**GIVEN PROBLEM A:**
From the excerpt on radome adhesives, list the names the text gives as examples of polyolefin or modified polyolefin adhesives.

**EXCERPTED TEXT:**
○ ○ ○ ○ ○ ○ ○
Preferred adhesives include those based upon polyolefins or
modified polyolefins such as those known as Nolax, Exact, Spunfab
and LDPE. It was observed that by using such polyolefin based
adhesives, radome walls having good properties were obtained. Other
suitable adhesives may be those based upon polyamides, polyesters,
and urethanes but also those based upon various elastomers.
[0047] Most preferred adhesive is a plastomer containing a
semi-crystalline copolymer of ethylene or propylene and one or more
C2 to C12 .alpha.-olefin co-monomers and wherein said plastomer has
a density as measured according to ISO1183 of between 870 and 930
kg/m.sup.3. Said plastomer is a plastic material that belongs to
the class of thermoplastic materials. Preferably, the plastomer is
manufactured by a single site catalyst polymerization process,
preferably said plastomer being a metallocene plastomer, i.e. a
plastomer manufactured by a metallocene single site catalyst.
Ethylene is in particular the preferred co-monomer in copolymers of
propylene while butene, hexene and octene are being among the
preferred .alpha.-olefin co-monomers for both ethylene and
propylene copolymers. In a preferred embodiment, the plastomer is a
thermoplastic copolymer of ethylene or propylene and containing as
co-monomers one or more .alpha.-olefins having 2-12 C-atoms, in
particular ethylene, isobutene, 1-butene, 1-hexene,
4-methyl-1-pentene and 1-octene. When ethylene with one or more
C3-C12 .alpha.-olefin monomers as co-monomers is applied, the
amount of co-monomer in the copolymer usually is lying between 1 en
50 wt. %, and preferably between 5 and 35 wt. %. In case of
ethylene copolymers, the preferred co-monomer is 1-octene, said
co-monomer being in an amount of between 5 wt % and 25 wt %, more
preferably between 15 wt % and 20 wt %. In case of propylene
copolymers, the amount of co-monomers and in particular of ethylene
co-monomers, usually is lying between 1 en 50 wt. %, and preferably
between 2 and 35 wt %, more preferably between 5 and 20 wt. %. Good
results were obtained when the density of the plastomer is between
880 and 920 kg/m.sup.3, more preferably between 880 and 910
kg/m.sup.3.
[0048] The sandwich type panels may be cut to their desired shape
preferably with a water-jet or laser cutting device.
○ ○ ○ ○ ○ ○ ○
**RECORDS FOR THIS EXERCISE:**
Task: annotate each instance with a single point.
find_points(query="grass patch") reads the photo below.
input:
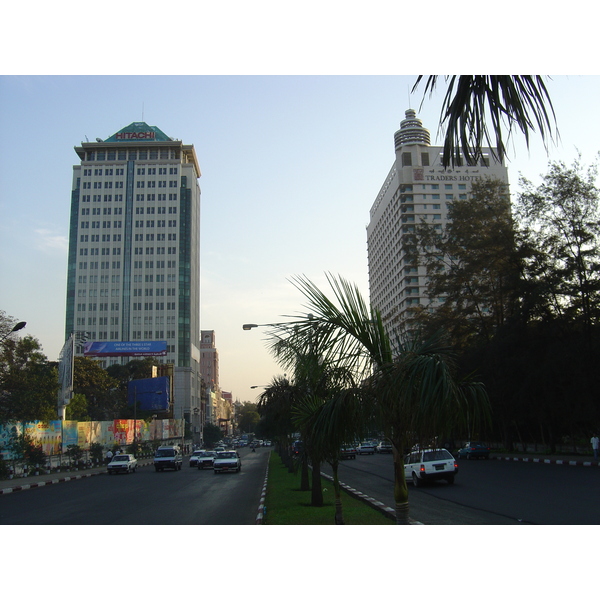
(286, 504)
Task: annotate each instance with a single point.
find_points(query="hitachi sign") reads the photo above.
(135, 135)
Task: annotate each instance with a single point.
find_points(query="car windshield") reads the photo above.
(437, 455)
(165, 452)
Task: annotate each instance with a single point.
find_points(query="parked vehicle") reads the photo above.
(168, 457)
(430, 464)
(206, 459)
(226, 461)
(122, 463)
(384, 448)
(348, 452)
(474, 450)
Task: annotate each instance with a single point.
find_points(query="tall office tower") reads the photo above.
(134, 251)
(417, 189)
(209, 359)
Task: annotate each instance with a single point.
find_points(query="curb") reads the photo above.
(386, 511)
(29, 486)
(549, 461)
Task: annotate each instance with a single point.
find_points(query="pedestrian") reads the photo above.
(595, 441)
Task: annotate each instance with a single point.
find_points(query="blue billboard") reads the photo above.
(144, 348)
(151, 394)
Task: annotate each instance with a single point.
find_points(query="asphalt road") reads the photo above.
(186, 497)
(488, 492)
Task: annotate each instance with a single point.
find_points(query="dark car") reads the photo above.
(384, 448)
(474, 450)
(348, 452)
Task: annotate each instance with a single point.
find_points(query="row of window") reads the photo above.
(137, 264)
(108, 185)
(96, 237)
(139, 210)
(114, 306)
(110, 171)
(119, 224)
(151, 184)
(161, 210)
(119, 197)
(162, 153)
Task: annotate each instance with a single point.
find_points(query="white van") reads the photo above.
(429, 464)
(168, 457)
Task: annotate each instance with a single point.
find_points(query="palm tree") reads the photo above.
(513, 100)
(275, 408)
(413, 388)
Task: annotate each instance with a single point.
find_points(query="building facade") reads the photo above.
(417, 189)
(134, 251)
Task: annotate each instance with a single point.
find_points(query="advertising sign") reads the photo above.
(101, 349)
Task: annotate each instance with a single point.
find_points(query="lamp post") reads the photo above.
(135, 413)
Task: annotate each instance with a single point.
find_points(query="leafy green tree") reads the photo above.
(513, 101)
(275, 410)
(560, 220)
(28, 382)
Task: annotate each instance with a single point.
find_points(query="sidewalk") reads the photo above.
(572, 460)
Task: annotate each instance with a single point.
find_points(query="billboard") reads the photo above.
(100, 349)
(151, 394)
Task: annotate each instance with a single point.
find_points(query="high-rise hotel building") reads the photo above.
(134, 246)
(417, 189)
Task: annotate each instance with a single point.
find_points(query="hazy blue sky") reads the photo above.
(290, 167)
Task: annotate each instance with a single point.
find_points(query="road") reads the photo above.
(186, 497)
(488, 492)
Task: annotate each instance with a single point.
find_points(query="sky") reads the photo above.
(290, 168)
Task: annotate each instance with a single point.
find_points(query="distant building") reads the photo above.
(209, 359)
(416, 189)
(134, 251)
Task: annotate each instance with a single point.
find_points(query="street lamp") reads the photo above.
(135, 413)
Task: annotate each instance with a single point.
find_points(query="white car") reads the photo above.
(384, 448)
(366, 448)
(206, 459)
(429, 464)
(122, 463)
(226, 461)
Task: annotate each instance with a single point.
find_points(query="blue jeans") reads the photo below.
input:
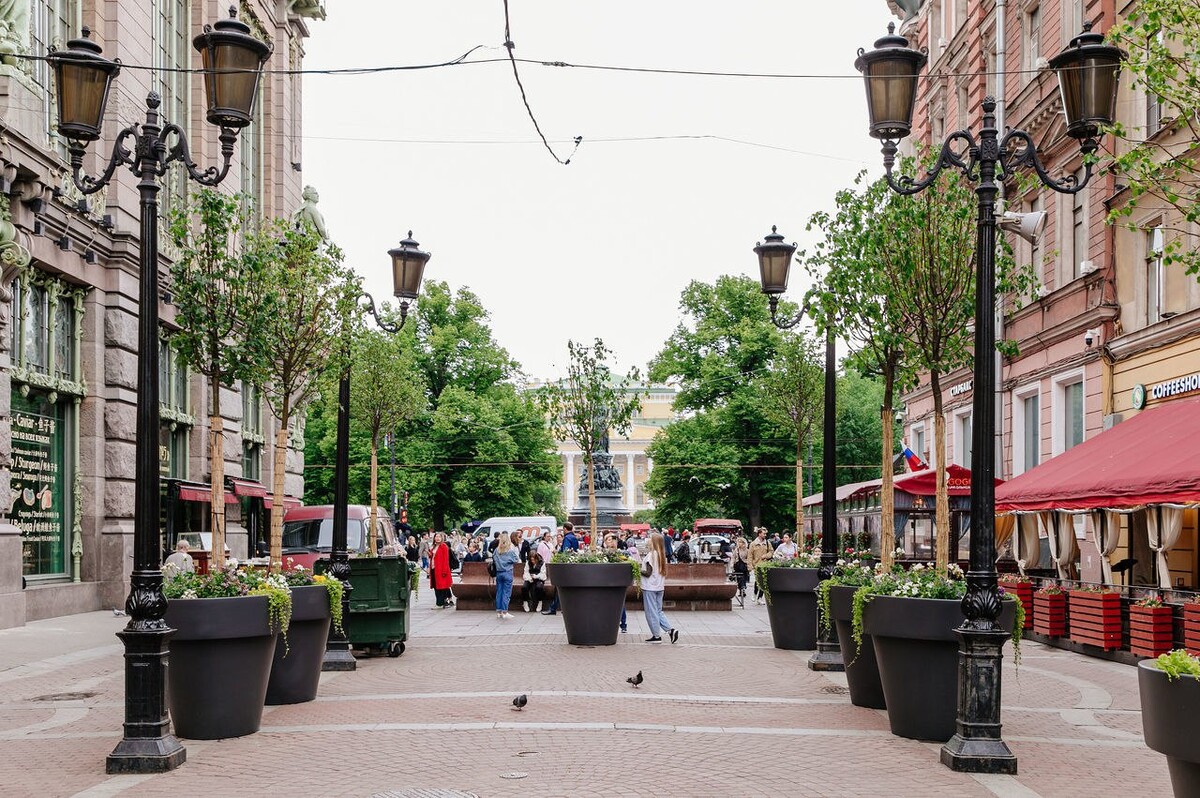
○ ○ ○ ○ ○ ○ ○
**GIVEN PROBLEM B:**
Extract every line of the records that contains the word "lamp".

**EXERCISE OUTPUT A:**
Nolax, Exact, Spunfab, LDPE

**EXERCISE OUTPUT B:**
find_points(query="lamp post") reads the photo above.
find_points(query="street lamp") reads the photo above.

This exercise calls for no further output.